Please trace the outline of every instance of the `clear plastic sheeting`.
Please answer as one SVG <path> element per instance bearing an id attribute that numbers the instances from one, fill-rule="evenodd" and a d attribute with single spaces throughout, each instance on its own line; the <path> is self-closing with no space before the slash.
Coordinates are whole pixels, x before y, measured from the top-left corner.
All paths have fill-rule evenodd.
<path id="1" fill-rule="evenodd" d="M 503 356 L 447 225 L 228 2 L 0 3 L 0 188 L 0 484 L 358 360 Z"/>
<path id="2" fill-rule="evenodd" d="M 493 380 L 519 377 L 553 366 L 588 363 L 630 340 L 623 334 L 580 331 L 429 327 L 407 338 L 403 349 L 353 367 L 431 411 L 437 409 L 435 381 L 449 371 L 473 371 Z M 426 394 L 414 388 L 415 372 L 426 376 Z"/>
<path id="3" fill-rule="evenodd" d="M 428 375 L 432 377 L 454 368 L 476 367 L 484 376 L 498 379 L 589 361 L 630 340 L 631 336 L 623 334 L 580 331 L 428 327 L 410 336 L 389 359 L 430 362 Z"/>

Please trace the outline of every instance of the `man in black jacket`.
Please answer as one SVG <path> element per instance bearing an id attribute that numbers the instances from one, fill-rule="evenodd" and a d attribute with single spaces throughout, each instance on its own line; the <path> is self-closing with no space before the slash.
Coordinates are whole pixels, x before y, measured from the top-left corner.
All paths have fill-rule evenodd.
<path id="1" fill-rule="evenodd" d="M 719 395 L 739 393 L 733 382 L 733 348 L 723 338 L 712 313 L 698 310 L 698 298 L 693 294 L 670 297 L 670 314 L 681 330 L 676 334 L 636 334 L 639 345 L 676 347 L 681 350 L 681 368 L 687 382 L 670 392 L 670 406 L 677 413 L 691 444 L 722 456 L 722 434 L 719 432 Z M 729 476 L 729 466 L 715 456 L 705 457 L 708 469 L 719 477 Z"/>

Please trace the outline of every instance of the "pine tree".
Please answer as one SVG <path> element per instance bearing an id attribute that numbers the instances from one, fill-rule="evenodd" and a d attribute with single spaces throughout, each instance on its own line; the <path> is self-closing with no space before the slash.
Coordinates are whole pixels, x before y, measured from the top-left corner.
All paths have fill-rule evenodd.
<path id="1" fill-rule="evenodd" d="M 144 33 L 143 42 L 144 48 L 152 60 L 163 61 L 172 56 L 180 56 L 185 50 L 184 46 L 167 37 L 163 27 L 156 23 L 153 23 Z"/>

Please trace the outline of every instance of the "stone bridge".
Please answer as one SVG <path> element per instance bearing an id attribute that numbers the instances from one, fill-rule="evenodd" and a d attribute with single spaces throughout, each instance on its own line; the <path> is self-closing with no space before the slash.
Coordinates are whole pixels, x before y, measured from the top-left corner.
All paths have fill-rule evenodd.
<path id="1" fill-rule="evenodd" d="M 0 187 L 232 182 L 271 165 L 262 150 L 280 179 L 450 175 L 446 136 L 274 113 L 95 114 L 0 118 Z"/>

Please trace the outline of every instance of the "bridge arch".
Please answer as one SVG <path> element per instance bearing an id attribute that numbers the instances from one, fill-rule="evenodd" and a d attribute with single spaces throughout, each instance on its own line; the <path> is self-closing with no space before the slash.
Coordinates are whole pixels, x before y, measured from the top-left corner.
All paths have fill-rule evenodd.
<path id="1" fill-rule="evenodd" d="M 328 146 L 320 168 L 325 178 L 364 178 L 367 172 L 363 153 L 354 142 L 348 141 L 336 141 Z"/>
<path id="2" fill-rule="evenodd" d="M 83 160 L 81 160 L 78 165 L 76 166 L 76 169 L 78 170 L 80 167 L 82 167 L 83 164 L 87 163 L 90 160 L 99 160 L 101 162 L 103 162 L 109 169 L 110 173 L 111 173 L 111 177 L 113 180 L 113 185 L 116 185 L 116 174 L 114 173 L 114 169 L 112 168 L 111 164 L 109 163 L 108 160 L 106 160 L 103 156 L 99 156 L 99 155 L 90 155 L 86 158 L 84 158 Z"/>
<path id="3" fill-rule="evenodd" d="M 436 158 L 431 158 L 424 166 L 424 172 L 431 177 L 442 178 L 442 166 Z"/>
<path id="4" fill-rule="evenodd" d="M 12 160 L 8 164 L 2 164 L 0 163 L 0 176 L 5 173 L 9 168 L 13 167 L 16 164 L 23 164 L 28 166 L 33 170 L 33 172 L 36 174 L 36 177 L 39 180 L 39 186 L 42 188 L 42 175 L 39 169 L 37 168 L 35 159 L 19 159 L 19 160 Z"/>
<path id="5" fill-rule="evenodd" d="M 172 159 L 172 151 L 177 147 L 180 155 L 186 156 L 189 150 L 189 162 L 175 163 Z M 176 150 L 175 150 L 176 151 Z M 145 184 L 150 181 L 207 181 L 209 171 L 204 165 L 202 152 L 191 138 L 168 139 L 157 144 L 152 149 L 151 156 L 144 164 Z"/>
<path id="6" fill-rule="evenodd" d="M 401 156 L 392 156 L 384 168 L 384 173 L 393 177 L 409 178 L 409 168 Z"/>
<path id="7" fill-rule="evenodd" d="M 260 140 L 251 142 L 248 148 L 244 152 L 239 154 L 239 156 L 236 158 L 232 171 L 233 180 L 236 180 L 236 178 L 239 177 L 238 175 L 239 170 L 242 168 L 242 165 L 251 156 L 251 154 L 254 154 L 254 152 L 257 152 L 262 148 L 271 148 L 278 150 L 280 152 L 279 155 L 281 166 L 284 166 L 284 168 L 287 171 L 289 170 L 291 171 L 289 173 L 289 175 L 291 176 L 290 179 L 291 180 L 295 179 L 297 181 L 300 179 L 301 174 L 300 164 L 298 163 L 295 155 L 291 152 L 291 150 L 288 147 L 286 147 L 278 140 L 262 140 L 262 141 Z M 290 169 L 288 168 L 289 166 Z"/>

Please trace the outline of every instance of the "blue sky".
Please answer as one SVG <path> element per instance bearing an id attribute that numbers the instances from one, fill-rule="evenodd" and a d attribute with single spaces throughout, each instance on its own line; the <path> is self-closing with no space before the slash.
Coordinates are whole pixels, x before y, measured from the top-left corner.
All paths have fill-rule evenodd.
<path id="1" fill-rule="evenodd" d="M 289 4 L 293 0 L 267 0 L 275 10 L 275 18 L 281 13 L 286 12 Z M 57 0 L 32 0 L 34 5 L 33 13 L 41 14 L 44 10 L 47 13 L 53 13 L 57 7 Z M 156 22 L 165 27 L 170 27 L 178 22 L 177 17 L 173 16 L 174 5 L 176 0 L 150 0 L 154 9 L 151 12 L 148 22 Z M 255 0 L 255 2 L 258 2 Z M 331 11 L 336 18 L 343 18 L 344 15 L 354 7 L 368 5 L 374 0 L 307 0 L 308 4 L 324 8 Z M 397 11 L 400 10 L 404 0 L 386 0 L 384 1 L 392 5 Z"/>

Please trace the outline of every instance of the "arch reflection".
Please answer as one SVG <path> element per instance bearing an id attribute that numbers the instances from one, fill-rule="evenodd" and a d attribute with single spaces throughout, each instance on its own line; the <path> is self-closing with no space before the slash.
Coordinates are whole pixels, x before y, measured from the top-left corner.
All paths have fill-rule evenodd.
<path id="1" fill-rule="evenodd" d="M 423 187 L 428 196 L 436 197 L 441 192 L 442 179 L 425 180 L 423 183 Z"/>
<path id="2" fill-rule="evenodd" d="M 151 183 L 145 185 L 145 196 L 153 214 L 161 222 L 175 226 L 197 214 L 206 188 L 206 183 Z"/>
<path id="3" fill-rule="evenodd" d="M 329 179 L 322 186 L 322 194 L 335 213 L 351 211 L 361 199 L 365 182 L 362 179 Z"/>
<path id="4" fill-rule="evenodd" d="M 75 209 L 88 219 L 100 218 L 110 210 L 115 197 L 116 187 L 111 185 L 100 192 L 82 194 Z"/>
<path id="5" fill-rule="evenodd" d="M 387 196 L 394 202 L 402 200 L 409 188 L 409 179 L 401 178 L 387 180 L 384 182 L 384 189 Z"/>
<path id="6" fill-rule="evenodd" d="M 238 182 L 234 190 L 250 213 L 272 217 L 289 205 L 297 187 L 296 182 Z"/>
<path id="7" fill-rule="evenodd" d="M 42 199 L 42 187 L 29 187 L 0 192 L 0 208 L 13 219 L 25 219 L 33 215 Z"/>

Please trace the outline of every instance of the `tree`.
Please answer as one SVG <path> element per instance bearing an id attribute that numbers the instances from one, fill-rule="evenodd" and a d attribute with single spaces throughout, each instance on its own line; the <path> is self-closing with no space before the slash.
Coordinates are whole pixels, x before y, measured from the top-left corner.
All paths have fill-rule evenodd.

Work required -
State the number of lines of the preceding material in which the word "arch" is found, and nothing more.

Result of the exercise -
2